▶ What to do
Copy each item below verbatim, keeping every line, number, and punctuation mark unchanged.

────────────────

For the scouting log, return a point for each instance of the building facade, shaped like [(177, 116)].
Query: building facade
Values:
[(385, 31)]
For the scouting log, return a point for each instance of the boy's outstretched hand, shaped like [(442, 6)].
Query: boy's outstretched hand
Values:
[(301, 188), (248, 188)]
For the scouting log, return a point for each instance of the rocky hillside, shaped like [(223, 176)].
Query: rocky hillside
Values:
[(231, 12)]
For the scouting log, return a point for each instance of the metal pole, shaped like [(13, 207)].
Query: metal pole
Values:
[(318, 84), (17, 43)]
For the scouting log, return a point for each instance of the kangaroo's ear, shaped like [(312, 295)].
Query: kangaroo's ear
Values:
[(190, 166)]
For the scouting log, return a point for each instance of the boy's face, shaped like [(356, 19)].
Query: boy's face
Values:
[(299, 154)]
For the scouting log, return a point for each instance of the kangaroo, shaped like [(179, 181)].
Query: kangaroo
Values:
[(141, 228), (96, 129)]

────────────────

▶ The response
For the scouting log, return a point for each instance of the building facade, shaped like [(177, 116)].
Query: building facade
Values:
[(385, 31)]
For the scouting log, return a point for each instance of the boy's outstretched hand, shaped like [(442, 6)].
Query: boy's outstretched hand
Values:
[(301, 188), (248, 188)]
For the scouting log, return a point for each instance of the rocky hillside, shaped like [(223, 176)].
Query: rocky hillside
Values:
[(231, 12)]
For the scouting log, return a point for each instance of the metal pole, shaped like [(13, 207)].
Query: metal pole
Values:
[(318, 84), (17, 43)]
For the scouting log, return a point for each instance of the kangaroo's ear, shaped like [(312, 295)].
Query: kangaroo's ear
Values:
[(190, 166)]
For the scouting log, return a point for each instance of the boy's face, shaped like [(356, 19)].
Query: boy's face
Values:
[(299, 154)]
For the scouting log, return a point for each instance of the kangaroo, shaped like [(179, 181)].
Query: kangaroo
Values:
[(141, 228), (96, 129)]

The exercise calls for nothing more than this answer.